[Input rows start]
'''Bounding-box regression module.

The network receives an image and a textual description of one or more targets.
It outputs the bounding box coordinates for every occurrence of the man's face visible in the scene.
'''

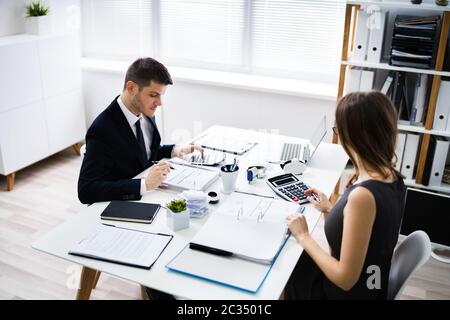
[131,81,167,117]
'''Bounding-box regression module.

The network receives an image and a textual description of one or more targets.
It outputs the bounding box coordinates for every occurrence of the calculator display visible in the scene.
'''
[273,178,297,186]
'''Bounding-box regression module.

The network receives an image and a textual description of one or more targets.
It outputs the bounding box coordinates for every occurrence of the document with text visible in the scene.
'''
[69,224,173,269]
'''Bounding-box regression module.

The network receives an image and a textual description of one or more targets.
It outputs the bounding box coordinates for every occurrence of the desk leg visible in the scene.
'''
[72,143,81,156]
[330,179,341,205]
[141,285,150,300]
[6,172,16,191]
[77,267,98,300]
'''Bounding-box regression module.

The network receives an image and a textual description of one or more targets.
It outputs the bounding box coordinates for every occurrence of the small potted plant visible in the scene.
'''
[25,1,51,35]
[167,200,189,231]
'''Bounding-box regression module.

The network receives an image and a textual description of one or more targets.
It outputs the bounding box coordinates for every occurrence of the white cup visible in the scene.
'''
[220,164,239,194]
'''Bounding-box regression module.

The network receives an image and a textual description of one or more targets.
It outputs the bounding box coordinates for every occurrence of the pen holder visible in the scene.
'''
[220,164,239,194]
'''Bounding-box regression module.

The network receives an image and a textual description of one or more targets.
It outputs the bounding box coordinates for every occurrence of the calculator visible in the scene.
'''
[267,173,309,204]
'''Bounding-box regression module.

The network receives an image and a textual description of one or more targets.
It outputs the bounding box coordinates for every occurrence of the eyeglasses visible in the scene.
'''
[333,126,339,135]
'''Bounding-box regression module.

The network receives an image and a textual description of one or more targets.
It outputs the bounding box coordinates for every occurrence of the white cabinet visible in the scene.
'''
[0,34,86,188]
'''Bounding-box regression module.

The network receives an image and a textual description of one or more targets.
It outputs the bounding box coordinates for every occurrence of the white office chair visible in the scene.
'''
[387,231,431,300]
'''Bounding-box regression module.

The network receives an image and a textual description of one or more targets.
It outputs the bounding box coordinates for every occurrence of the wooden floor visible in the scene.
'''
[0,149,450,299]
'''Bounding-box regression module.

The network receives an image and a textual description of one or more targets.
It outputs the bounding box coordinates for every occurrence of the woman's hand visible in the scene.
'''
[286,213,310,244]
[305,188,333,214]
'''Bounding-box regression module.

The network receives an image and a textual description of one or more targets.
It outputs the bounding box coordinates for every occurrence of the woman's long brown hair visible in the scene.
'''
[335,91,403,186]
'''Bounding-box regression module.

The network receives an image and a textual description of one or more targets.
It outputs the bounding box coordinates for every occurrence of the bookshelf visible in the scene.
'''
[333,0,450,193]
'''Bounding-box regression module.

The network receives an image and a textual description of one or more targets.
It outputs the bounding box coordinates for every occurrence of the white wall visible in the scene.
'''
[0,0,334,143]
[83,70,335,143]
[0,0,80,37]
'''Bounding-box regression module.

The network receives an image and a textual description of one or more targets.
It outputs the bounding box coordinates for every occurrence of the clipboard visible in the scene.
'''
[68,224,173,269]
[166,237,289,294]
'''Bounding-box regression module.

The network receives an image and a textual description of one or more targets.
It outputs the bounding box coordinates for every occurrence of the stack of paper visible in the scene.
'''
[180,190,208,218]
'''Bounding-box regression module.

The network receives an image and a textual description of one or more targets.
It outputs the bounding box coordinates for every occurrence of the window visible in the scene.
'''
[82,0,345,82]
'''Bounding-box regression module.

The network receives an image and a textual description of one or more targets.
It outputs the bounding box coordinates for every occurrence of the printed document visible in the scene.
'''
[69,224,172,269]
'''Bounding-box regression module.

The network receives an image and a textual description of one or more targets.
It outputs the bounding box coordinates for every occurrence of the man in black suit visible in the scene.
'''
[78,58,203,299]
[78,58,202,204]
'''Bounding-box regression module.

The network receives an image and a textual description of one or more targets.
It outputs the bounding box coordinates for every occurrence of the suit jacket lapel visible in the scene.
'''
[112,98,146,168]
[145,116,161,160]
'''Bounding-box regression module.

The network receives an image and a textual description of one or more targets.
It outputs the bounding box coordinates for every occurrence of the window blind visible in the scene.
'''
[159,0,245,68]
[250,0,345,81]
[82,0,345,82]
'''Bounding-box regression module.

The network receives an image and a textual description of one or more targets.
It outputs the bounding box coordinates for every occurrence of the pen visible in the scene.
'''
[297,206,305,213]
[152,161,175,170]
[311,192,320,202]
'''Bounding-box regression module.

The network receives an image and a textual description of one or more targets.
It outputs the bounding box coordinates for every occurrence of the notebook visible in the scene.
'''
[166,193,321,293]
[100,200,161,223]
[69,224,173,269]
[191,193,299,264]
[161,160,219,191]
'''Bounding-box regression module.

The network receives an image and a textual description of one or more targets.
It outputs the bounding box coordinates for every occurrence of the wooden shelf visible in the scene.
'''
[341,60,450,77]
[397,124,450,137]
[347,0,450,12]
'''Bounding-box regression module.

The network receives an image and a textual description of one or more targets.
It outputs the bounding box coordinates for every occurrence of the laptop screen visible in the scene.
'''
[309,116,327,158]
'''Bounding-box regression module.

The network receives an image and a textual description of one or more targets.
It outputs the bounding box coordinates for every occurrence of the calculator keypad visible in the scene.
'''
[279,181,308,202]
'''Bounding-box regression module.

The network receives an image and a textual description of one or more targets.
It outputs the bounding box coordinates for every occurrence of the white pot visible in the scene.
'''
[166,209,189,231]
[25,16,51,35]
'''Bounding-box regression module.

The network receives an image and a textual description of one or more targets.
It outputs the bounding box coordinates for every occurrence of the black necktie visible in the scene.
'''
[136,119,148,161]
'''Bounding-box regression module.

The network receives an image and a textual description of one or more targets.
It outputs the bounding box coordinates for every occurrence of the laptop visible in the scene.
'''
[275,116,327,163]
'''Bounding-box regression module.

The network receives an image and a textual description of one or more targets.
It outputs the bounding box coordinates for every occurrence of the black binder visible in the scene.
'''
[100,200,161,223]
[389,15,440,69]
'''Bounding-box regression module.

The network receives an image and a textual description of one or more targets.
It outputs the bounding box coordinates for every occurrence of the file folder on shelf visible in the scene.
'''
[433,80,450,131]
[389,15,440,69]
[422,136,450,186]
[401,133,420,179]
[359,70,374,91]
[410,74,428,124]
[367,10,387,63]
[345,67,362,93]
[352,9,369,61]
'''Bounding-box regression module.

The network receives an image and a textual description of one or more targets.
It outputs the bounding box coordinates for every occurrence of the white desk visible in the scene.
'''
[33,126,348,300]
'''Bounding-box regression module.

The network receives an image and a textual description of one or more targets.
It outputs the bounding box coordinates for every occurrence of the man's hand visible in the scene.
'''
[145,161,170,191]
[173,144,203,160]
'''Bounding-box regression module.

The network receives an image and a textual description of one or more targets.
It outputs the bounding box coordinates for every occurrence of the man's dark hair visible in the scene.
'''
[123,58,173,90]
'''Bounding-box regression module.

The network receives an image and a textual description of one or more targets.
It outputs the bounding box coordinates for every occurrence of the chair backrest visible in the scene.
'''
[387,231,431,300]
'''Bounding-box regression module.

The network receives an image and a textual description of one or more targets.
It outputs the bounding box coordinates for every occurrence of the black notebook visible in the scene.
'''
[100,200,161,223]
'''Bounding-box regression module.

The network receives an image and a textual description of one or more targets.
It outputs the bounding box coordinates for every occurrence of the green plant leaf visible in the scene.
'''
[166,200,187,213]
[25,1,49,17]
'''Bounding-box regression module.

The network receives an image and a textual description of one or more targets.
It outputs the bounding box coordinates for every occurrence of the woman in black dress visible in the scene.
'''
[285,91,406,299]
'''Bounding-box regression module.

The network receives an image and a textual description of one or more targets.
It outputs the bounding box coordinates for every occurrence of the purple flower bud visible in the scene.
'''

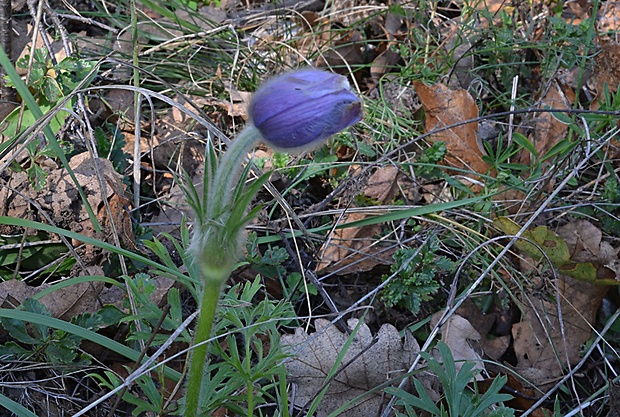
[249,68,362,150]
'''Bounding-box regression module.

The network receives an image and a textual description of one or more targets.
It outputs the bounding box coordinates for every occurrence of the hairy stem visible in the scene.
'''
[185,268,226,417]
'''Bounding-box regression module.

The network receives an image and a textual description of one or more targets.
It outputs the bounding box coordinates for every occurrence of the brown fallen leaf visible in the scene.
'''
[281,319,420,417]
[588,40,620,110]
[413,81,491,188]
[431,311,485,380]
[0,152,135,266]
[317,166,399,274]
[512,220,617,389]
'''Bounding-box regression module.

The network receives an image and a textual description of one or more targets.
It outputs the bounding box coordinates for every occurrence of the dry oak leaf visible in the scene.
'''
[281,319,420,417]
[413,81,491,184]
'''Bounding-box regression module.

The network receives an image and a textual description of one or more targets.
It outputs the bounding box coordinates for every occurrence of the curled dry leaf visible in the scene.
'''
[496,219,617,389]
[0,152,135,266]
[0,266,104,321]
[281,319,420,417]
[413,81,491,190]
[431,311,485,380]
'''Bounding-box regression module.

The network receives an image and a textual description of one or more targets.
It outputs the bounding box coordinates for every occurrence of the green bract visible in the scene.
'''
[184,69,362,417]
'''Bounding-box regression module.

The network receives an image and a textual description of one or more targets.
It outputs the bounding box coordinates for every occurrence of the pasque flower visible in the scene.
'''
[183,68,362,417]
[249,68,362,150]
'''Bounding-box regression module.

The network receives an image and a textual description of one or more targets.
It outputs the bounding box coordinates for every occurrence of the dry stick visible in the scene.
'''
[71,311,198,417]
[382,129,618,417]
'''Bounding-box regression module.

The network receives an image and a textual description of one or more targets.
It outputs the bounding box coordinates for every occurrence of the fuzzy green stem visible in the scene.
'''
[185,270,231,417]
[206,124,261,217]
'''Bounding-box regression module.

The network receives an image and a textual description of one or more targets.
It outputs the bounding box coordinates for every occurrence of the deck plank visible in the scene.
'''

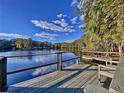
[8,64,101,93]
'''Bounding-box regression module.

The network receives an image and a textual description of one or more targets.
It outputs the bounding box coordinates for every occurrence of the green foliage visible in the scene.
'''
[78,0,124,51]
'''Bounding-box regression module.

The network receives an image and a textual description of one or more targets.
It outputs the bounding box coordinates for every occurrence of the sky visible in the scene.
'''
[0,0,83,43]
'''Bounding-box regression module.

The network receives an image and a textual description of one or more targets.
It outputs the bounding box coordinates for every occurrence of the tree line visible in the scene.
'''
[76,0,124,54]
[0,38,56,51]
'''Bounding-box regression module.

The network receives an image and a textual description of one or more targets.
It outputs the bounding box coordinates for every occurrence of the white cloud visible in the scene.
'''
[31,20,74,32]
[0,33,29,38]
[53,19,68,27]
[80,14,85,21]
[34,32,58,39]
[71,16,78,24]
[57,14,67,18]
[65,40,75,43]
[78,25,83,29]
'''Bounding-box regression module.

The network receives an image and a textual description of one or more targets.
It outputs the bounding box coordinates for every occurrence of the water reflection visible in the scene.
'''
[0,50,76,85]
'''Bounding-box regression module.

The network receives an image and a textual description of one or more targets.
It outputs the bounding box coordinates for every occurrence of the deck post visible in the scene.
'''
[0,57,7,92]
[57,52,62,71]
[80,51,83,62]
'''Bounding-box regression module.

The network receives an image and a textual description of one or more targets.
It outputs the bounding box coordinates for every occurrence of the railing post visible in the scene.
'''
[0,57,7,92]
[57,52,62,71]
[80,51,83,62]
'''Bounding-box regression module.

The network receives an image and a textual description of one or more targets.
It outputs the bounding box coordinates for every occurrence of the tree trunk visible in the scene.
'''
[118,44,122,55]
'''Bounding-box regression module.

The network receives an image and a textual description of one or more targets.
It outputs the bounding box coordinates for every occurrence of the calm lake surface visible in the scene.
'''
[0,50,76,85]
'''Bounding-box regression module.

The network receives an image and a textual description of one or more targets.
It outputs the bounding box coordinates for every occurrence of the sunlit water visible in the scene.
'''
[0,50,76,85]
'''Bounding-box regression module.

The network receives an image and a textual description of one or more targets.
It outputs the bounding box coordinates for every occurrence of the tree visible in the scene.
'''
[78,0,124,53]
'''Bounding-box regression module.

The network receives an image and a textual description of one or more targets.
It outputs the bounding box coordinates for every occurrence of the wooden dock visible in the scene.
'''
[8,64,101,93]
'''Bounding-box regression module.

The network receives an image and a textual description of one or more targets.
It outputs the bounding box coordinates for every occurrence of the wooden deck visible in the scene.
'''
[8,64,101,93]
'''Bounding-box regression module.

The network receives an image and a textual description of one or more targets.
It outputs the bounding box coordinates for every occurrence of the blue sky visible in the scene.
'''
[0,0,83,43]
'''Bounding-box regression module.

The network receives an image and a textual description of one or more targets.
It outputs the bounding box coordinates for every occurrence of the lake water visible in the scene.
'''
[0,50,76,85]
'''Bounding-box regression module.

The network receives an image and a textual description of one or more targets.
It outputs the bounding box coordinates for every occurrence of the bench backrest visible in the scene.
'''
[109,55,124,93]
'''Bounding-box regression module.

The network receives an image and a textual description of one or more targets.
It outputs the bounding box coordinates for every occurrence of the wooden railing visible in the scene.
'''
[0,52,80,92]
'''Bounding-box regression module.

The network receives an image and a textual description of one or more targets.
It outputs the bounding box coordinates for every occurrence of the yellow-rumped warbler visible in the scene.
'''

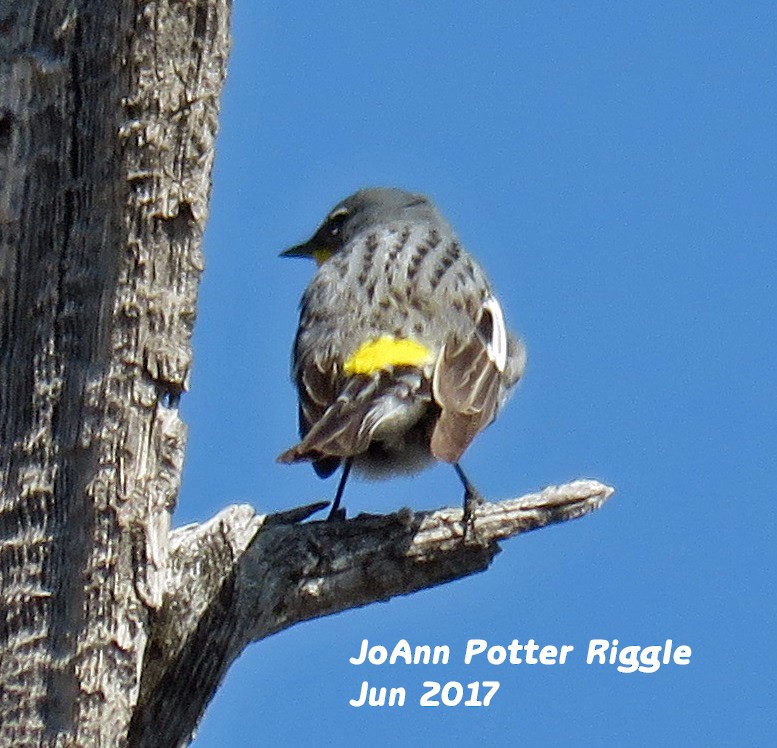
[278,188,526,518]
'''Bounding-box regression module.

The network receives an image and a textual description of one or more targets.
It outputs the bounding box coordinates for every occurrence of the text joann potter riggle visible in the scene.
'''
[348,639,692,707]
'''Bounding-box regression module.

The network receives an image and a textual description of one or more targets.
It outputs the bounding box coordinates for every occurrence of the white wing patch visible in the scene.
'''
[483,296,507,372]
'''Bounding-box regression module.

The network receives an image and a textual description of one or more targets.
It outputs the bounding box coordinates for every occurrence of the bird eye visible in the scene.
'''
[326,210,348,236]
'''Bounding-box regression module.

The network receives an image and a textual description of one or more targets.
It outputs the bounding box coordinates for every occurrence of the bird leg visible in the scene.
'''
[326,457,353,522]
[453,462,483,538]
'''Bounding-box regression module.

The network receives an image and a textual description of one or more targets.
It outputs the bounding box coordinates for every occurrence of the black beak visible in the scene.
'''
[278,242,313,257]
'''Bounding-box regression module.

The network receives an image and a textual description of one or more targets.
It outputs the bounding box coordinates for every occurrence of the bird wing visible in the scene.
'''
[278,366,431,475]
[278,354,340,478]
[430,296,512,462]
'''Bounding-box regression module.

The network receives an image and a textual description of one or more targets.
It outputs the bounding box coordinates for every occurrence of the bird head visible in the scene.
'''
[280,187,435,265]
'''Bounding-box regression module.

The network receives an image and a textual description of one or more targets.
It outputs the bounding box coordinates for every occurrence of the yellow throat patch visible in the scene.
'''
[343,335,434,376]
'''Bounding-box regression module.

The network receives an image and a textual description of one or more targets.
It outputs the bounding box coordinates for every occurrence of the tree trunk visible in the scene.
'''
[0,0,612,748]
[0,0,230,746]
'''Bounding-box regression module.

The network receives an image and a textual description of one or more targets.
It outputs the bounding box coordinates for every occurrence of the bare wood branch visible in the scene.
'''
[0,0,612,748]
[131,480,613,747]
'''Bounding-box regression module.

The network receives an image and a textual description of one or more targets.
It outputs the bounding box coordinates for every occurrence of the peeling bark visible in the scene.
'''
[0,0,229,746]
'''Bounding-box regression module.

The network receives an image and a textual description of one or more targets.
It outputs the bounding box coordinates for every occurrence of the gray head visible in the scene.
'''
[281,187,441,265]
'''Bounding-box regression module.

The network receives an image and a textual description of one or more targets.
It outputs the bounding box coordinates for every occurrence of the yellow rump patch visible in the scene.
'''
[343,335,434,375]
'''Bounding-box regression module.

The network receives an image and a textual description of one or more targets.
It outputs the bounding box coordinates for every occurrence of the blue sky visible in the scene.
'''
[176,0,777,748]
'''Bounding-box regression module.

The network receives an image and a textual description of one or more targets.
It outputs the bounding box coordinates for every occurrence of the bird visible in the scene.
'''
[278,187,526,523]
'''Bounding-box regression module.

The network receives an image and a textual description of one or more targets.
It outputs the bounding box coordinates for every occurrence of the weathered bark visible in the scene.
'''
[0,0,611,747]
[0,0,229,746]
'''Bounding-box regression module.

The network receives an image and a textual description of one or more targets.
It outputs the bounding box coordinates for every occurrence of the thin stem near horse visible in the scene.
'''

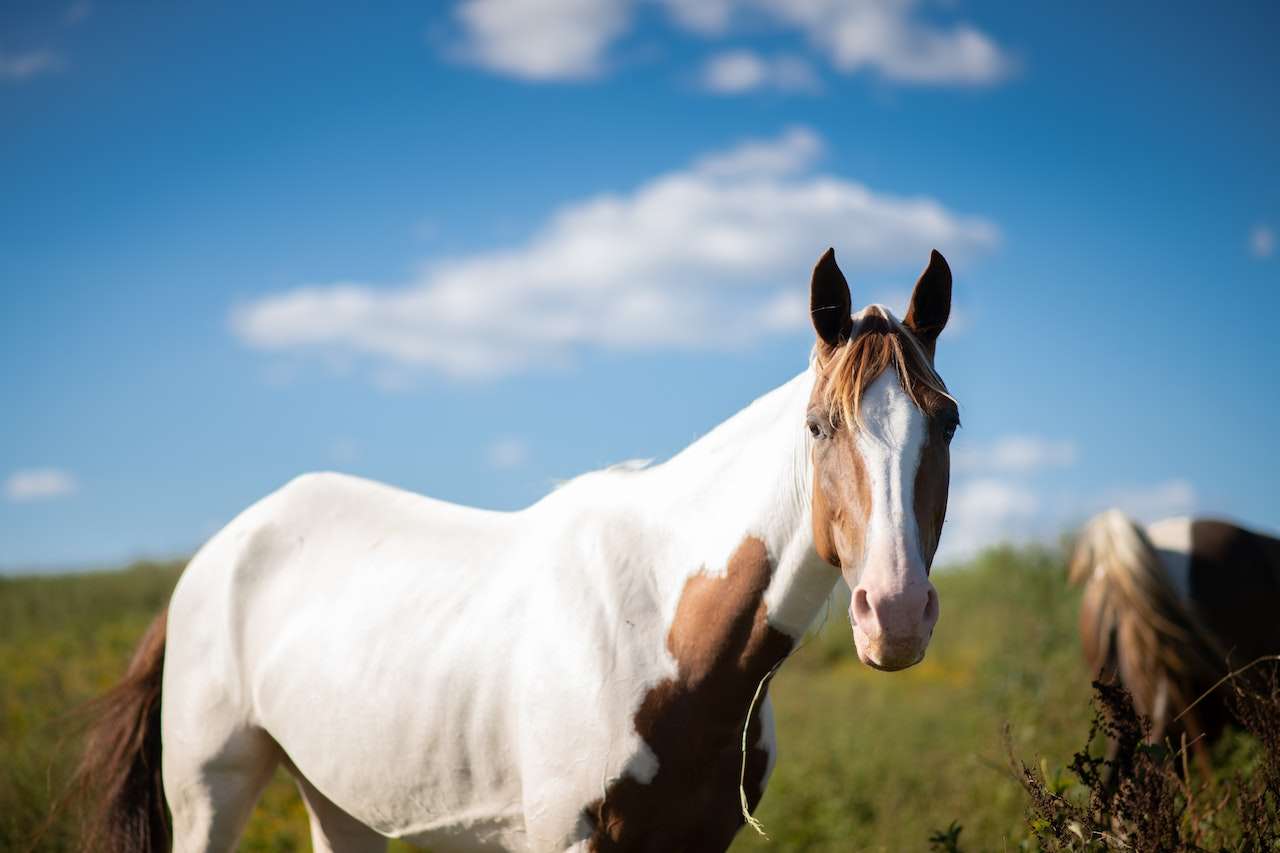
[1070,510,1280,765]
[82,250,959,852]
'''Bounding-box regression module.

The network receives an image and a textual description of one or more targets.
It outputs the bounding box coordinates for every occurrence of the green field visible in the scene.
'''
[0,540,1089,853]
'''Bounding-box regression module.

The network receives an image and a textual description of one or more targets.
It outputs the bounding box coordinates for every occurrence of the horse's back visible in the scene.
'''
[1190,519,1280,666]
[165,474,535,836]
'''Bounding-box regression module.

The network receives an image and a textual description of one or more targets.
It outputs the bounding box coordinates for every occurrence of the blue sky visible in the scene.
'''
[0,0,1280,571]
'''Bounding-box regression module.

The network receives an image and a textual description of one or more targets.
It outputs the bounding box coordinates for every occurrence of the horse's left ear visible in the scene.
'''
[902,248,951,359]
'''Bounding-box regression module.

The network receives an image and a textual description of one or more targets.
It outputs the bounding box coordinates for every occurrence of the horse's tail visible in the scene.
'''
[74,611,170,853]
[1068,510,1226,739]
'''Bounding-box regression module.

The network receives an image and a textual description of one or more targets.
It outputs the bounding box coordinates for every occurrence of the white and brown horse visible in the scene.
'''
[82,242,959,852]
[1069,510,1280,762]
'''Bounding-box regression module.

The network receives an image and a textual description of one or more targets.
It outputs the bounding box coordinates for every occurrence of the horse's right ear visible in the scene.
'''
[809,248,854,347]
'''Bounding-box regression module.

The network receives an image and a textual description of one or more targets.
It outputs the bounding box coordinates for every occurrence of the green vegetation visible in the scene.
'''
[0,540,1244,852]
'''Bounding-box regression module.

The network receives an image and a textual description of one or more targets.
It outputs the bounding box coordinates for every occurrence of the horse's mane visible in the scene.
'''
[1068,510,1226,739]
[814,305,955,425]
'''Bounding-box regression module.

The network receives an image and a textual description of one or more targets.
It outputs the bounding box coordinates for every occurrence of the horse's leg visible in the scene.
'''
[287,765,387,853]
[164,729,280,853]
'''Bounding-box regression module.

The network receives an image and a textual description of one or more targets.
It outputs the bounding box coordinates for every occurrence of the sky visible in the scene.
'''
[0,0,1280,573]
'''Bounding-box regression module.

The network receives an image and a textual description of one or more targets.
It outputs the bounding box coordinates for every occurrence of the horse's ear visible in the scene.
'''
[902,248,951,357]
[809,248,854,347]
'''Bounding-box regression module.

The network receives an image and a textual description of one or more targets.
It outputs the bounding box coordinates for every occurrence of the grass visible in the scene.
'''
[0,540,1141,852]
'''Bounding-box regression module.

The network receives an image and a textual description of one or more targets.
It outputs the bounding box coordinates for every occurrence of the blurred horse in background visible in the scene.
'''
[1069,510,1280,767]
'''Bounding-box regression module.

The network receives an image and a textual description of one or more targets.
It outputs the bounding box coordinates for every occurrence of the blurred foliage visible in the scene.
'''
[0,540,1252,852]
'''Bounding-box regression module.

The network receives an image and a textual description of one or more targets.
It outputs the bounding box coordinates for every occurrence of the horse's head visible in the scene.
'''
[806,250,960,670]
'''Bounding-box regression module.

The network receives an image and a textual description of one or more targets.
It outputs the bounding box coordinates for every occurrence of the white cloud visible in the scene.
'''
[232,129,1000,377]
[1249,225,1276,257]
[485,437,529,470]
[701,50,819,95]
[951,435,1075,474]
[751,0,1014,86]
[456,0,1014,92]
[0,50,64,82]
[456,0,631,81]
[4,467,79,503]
[Input rows end]
Problem statement. Select every line of the listing above that contains the word "plant", and copy those lines. Case counts.

Exercise solution.
It outputs the bounding box coordinates for every occurrence of the small potted plant visible in the scene.
It outputs the bounding box coordinates for every occurrence of the green plant leaf visible in the scene.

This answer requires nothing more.